Stored data
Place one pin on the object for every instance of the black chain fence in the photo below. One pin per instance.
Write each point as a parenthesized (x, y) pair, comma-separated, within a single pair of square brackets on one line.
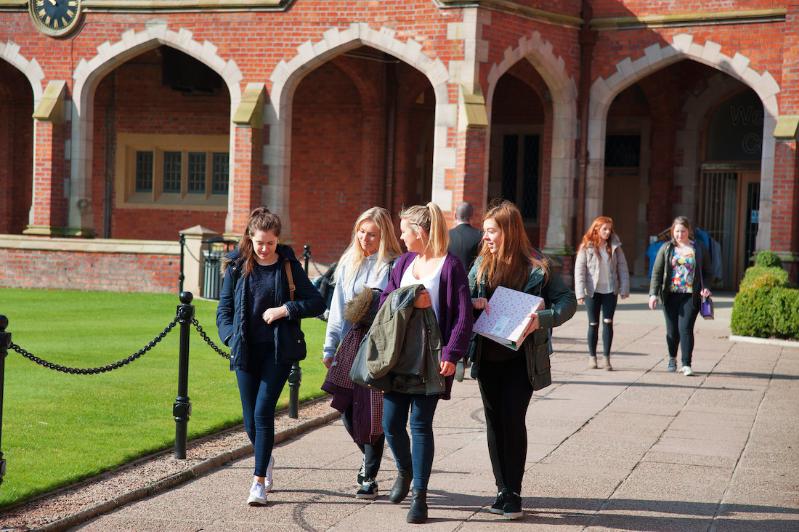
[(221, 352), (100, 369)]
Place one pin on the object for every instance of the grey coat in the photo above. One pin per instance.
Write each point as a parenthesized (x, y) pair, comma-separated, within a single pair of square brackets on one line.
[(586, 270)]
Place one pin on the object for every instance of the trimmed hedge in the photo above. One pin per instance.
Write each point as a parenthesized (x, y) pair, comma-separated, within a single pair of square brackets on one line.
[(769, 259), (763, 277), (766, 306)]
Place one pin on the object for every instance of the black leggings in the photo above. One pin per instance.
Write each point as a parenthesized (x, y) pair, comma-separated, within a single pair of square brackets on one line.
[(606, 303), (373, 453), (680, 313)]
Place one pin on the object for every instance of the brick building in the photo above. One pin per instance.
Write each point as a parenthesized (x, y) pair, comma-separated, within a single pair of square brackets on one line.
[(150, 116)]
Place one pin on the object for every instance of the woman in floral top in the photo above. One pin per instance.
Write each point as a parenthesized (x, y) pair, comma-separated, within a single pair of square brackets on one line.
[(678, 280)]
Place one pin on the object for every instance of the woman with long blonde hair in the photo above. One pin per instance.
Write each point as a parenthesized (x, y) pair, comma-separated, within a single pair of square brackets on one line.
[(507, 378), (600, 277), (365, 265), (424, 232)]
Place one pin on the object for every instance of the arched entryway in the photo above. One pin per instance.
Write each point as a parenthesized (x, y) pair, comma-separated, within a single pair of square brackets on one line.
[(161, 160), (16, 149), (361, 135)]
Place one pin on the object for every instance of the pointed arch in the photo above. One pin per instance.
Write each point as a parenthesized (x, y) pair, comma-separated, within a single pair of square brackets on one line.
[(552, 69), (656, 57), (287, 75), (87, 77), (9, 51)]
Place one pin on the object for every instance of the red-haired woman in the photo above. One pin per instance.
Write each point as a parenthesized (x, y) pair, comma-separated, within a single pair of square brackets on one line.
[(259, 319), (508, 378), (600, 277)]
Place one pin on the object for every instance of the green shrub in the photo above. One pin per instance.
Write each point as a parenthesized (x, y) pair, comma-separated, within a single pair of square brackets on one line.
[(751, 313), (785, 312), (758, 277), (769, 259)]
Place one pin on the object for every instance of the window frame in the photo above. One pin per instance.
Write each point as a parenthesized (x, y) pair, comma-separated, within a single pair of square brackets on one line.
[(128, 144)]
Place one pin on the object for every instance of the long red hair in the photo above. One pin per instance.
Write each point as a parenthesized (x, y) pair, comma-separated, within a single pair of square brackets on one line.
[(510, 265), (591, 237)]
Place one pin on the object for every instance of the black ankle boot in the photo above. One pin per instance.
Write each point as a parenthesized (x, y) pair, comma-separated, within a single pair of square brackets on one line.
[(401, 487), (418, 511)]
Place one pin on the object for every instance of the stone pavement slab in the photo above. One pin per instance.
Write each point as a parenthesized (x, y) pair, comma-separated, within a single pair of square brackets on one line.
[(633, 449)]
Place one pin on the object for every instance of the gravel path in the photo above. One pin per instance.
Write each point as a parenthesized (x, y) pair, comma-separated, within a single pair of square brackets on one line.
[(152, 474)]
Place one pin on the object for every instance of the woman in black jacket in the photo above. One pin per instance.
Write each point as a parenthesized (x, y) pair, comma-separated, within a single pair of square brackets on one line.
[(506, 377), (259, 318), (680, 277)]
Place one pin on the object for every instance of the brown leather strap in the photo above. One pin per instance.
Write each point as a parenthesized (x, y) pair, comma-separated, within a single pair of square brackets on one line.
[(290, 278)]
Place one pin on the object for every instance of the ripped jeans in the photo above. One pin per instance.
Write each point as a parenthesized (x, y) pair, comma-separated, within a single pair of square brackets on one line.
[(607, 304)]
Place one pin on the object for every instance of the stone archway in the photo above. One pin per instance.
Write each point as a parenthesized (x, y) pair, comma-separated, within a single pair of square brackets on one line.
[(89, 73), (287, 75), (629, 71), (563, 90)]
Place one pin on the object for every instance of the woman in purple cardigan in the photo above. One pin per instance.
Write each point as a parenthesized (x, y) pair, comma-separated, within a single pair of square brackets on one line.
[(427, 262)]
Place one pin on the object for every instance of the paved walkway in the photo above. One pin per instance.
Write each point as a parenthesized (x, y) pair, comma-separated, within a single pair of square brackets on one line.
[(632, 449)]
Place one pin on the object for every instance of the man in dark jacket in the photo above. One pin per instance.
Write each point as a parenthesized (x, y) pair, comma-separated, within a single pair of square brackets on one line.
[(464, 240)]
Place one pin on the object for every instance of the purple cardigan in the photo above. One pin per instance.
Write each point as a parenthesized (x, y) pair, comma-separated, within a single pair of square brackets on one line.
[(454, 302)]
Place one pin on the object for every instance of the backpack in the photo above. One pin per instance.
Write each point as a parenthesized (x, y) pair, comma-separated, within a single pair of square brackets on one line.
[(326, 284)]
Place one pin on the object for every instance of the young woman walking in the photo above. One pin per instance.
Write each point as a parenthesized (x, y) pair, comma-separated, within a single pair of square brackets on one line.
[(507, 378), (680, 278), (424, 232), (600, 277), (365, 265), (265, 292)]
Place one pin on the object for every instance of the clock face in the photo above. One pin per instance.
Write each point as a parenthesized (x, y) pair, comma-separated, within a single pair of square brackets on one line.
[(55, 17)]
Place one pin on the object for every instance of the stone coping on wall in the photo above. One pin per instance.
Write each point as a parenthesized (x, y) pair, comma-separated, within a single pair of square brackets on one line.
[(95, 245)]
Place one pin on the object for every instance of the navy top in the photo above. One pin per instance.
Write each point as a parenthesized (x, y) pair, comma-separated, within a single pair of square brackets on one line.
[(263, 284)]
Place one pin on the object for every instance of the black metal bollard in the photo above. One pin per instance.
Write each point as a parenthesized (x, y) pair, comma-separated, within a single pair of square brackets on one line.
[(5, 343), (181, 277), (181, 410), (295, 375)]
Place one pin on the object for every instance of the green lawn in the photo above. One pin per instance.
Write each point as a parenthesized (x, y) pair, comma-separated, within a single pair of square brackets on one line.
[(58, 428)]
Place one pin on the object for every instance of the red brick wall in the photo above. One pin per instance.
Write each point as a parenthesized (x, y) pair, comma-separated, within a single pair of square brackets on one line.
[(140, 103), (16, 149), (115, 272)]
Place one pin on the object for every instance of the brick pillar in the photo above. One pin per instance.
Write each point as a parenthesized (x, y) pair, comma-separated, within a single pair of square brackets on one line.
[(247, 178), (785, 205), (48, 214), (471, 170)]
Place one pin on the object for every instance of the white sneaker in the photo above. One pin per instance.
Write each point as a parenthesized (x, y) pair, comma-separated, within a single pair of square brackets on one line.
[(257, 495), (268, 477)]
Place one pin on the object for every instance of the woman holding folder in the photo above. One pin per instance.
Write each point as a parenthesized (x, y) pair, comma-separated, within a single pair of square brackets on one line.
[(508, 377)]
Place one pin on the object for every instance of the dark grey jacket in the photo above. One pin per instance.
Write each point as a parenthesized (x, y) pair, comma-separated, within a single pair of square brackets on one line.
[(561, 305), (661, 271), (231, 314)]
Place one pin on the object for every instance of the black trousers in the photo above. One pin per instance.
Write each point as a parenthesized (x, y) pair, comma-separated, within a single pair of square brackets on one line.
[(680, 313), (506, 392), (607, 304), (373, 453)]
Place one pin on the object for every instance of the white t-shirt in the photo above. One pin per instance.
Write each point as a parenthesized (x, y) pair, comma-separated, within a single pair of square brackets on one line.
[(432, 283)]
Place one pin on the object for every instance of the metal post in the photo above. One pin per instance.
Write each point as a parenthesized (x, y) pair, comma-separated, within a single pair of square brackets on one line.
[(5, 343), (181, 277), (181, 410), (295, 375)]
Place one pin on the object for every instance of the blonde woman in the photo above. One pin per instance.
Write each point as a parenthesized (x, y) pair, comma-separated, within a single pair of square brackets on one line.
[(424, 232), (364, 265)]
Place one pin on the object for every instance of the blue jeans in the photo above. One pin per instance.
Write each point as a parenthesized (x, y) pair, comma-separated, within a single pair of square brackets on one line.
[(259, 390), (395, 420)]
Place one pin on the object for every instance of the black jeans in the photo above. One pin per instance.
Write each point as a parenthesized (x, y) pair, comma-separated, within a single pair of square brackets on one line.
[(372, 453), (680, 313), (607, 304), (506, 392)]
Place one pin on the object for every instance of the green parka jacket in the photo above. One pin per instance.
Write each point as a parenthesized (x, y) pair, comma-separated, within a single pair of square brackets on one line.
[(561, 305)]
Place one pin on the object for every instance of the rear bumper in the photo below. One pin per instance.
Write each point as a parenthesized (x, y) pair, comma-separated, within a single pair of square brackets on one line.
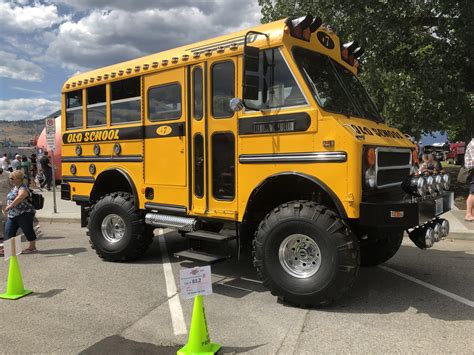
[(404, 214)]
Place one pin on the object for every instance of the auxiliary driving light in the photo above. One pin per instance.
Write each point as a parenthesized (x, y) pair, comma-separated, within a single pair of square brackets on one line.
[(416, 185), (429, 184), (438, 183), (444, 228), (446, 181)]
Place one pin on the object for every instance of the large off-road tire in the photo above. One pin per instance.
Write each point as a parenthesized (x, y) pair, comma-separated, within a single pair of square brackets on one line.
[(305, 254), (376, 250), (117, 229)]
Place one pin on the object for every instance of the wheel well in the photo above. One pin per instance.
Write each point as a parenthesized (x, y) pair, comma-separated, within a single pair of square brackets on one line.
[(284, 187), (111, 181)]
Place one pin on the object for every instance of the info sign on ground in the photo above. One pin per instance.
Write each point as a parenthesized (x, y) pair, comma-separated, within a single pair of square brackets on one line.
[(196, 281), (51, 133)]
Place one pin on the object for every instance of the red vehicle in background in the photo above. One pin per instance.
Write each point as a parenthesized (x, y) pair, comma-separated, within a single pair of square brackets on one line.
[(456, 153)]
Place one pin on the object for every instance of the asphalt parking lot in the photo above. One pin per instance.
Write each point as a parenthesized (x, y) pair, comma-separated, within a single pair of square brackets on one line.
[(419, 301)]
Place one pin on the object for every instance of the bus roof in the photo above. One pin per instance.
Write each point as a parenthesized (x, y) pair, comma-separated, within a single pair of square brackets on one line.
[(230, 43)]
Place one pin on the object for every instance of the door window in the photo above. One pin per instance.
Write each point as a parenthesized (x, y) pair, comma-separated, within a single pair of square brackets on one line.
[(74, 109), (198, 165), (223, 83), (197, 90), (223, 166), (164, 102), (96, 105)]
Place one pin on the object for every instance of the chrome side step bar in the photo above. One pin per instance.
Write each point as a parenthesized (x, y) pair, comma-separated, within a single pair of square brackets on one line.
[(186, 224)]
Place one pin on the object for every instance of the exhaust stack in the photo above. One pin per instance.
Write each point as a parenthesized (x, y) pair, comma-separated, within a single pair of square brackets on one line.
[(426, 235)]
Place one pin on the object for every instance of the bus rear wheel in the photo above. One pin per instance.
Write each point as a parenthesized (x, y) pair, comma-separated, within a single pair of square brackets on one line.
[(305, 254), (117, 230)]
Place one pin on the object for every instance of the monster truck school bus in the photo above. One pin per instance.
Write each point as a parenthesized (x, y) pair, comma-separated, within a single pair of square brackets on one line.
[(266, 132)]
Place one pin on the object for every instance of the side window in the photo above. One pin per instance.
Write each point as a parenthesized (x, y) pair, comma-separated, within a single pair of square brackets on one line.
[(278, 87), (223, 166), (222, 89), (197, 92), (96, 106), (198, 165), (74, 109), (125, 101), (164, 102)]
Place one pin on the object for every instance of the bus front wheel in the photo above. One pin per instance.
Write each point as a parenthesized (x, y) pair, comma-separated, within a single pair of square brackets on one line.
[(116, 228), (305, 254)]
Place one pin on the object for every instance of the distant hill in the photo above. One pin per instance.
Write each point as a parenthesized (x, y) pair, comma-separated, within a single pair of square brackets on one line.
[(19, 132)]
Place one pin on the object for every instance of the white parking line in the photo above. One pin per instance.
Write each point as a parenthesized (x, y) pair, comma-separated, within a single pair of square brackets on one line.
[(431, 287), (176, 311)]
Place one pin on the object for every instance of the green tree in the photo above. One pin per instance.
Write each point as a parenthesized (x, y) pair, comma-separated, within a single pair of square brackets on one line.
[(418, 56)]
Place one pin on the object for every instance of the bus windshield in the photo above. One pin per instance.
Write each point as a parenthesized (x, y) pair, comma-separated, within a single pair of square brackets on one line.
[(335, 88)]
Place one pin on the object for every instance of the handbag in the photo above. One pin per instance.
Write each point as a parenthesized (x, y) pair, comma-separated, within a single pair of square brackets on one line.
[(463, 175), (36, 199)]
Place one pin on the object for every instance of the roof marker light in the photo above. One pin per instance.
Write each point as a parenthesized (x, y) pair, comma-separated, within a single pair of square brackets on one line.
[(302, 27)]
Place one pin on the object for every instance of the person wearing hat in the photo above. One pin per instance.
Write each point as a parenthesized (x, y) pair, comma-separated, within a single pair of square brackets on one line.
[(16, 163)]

Directions for this task
All that should be written out is the stretch of lines above between the one holding "the woman with" and the one holding "of the arched", inclusive, exactly as given.

Reply to the exercise
Place one pin on the object for every instance of the woman with long blonde hair in the photo above. One pin per instance.
Write each point as a parenthesized (x, y) pair, comma-separated, within a single pair of square brackets on one line.
[(507, 378), (600, 277), (365, 265), (424, 232)]
Place one pin on the object for every instance of the arched entryway in the photo above. One pin per instance.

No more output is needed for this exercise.